#### 抜粋
****************

私は親になれない

流産を3回経験し、絶賛『鬱病』闘病中・子なし四十路女の小言。それでも切実に伝えたい事。この日本でも個人での自由な生き方がもっともっと当たり前になりますように.....。

44、抜け出せない

今、お気に入りのドラマが一つある。

話題の、胸キュンドラマ『恋つづ』はまぁ違う意味で楽しみにしている訳だが(あれは女性ホルモン分泌療法ですね。)

深夜帯にやっている

 

『死にたい夜にかぎって』

だ。

原作の本は読んだ事がないから、そこを忠実にしているのかどうかはわからないが、かなり引き込まれる内容で自分にも若干共感できる部分がある作品だ。

 

主演の賀来賢人が元々芝居がうまく雰囲気を作るのが上手な俳優だからというのも大きいと思うが、ものすごく暗くてヘビーな物事をどこかおかしく感じてしまう、そんな面白いドラマ。

 

学生時代に校内で一番の美人だった子によくわからない理由で毎日ビンタを受けた上にそれに『飽きた』と言われ最終的には

 

「君の笑った顔、虫の裏側に似てるよね。カナブンとかの裏側みたい」

 

という尋常じゃない爆弾を投げられてから、うまく笑うことができなくなった主人公。

 

殺伐とした毎日の中、ネット上である女の子と出会い、心を通わせて一緒に住むようにまでなるわけだけど・・・。

その子は顔も可愛いしとびきり明るい。

でも実は「唾を売る」仕事で生計を立て、高校時代から重度の躁鬱病を患ってる子だった。

 

その症状が出てる時も主人公の躁鬱病患者の彼女への対応がまぁ、なんと素晴らしい事。

とまず私はそこに感心してしまった。

自分自身が強固な暗闇くんと対峙してる時にきっとかけられていたら『正解』であった言葉がけをこの主人公が嫌味なく彼女に放つ。

****************

#### 課題一覧
1. 抜粋の中で、深夜帯に放送されているお気に入りのドラマとして挙げられている作品の題名は何ですか。
2. 抜粋のうち、「学生時代に校内で一番の美人だ」という語句を含む箇所から始まり「にまでなるわけだけど・・・。」で終わる部分を、一字も変えずに書き写してください。

#### 提供データ
****************

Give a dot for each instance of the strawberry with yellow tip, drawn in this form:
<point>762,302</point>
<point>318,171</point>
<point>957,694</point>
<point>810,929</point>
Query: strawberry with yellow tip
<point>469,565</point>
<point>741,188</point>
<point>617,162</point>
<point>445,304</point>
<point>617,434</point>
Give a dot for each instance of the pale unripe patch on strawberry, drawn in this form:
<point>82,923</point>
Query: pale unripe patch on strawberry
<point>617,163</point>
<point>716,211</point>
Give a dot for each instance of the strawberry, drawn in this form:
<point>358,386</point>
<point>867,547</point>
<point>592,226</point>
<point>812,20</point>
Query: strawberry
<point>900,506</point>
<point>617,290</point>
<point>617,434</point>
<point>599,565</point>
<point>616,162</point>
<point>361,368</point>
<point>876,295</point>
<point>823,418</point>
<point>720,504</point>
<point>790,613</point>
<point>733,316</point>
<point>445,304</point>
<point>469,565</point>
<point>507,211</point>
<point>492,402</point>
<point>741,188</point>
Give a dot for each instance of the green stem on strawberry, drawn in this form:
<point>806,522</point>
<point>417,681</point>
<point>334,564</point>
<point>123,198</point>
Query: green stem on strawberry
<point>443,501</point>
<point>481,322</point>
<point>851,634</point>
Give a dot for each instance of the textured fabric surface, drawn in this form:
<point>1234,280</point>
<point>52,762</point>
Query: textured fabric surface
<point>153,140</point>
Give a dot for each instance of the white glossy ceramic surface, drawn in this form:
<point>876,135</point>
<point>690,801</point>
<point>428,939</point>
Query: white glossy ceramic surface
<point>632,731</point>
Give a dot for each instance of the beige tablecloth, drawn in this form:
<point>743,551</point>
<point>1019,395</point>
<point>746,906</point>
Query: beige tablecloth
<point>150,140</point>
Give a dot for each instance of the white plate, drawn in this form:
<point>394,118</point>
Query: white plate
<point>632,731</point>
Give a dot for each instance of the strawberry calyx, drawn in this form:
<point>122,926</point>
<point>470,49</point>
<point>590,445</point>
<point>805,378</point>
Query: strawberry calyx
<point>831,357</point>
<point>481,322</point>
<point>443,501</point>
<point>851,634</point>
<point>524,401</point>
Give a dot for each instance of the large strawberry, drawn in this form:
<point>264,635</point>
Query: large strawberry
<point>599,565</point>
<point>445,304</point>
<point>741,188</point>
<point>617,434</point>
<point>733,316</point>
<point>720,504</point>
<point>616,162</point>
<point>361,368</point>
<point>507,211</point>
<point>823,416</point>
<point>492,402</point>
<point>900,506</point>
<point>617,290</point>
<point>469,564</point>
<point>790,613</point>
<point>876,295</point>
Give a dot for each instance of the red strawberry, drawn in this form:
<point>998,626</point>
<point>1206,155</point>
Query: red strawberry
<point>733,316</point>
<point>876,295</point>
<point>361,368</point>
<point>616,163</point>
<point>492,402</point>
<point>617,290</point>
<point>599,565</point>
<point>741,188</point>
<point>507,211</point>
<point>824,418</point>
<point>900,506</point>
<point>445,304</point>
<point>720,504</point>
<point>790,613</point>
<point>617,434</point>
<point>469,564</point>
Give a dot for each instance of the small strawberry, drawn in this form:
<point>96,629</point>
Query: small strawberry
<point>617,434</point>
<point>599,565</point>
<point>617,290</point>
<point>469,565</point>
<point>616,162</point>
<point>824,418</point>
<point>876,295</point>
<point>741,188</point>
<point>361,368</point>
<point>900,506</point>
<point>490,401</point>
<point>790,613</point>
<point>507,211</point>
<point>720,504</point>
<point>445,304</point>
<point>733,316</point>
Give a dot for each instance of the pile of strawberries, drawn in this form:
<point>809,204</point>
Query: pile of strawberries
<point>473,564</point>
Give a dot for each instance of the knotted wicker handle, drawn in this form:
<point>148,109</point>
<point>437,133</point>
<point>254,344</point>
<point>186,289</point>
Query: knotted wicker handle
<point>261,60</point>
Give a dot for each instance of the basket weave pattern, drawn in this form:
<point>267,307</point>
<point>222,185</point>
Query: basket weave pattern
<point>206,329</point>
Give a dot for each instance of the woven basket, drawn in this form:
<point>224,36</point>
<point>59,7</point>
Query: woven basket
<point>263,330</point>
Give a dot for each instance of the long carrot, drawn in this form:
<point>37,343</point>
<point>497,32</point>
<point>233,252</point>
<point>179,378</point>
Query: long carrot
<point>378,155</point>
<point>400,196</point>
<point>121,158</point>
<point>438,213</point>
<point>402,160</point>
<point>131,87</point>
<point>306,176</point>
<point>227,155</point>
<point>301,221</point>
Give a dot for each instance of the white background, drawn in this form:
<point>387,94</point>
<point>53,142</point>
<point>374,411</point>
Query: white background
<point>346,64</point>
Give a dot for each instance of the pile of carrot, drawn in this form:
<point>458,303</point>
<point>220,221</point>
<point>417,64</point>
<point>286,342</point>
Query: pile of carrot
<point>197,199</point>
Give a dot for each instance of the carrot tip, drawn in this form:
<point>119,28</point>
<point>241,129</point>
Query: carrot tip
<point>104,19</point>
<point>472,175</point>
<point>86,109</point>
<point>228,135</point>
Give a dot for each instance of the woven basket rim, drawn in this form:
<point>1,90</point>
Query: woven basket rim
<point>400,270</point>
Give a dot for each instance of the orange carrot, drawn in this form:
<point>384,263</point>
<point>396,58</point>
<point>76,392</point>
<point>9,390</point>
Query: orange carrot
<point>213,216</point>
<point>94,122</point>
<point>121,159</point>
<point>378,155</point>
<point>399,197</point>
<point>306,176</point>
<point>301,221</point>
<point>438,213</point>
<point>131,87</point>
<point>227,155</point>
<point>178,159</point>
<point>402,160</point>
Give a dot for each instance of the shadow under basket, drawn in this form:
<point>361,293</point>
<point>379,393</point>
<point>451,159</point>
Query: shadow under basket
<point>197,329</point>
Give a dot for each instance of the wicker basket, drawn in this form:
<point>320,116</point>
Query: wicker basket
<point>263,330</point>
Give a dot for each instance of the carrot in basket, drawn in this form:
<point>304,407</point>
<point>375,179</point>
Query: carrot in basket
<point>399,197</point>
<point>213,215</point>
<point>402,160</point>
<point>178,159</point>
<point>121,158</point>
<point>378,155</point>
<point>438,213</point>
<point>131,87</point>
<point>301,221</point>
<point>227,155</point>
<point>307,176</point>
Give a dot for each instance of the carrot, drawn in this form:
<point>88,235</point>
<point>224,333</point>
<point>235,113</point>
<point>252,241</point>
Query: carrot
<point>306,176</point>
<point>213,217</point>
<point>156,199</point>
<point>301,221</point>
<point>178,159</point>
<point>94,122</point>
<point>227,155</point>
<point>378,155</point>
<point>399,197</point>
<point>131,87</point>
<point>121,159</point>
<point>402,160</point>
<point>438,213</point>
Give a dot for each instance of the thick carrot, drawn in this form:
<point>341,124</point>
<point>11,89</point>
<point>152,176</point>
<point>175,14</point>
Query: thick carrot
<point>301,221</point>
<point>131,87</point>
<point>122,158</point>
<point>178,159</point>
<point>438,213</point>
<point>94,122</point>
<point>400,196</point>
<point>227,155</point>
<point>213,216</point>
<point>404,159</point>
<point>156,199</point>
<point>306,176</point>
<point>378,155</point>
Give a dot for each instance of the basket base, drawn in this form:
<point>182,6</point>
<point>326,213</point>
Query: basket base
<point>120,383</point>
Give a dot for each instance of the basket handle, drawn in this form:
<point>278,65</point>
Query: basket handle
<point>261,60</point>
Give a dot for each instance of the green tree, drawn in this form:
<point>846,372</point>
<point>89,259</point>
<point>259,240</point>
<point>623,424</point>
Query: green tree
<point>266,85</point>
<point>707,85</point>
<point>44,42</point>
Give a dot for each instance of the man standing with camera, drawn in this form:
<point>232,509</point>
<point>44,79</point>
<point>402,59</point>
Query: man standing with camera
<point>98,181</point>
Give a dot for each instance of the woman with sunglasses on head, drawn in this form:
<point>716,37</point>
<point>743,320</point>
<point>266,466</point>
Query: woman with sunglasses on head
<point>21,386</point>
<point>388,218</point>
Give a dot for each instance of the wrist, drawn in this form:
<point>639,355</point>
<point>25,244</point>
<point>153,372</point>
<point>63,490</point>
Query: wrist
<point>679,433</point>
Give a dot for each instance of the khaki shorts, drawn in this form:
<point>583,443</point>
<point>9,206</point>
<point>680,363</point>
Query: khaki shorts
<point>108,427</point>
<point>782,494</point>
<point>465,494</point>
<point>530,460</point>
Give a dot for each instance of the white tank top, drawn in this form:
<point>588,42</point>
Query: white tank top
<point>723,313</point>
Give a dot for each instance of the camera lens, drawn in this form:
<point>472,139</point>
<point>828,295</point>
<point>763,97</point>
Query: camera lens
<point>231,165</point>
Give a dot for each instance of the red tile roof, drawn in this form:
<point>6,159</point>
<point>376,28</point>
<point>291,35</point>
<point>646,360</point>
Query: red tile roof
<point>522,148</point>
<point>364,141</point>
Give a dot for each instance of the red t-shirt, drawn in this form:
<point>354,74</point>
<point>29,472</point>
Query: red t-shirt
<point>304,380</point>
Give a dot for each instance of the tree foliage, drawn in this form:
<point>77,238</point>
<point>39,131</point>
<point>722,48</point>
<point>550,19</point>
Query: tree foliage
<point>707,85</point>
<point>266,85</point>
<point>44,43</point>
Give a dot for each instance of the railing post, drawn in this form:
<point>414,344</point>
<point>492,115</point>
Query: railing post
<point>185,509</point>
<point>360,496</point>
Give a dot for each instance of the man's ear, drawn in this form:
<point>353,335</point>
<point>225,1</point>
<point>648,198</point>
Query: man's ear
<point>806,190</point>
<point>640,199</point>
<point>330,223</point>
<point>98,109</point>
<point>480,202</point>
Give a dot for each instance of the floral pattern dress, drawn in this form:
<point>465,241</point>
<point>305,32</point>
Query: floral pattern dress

****************

#### 各課題の解答
1. 『死にたい夜にかぎって』

2.
学生時代に校内で一番の美人だった子によくわからない理由で毎日ビンタを受けた上にそれに『飽きた』と言われ最終的には

 

「君の笑った顔、虫の裏側に似てるよね。カナブンとかの裏側みたい」

 

という尋常じゃない爆弾を投げられてから、うまく笑うことができなくなった主人公。

 

殺伐とした毎日の中、ネット上である女の子と出会い、心を通わせて一緒に住むようにまでなるわけだけど・・・。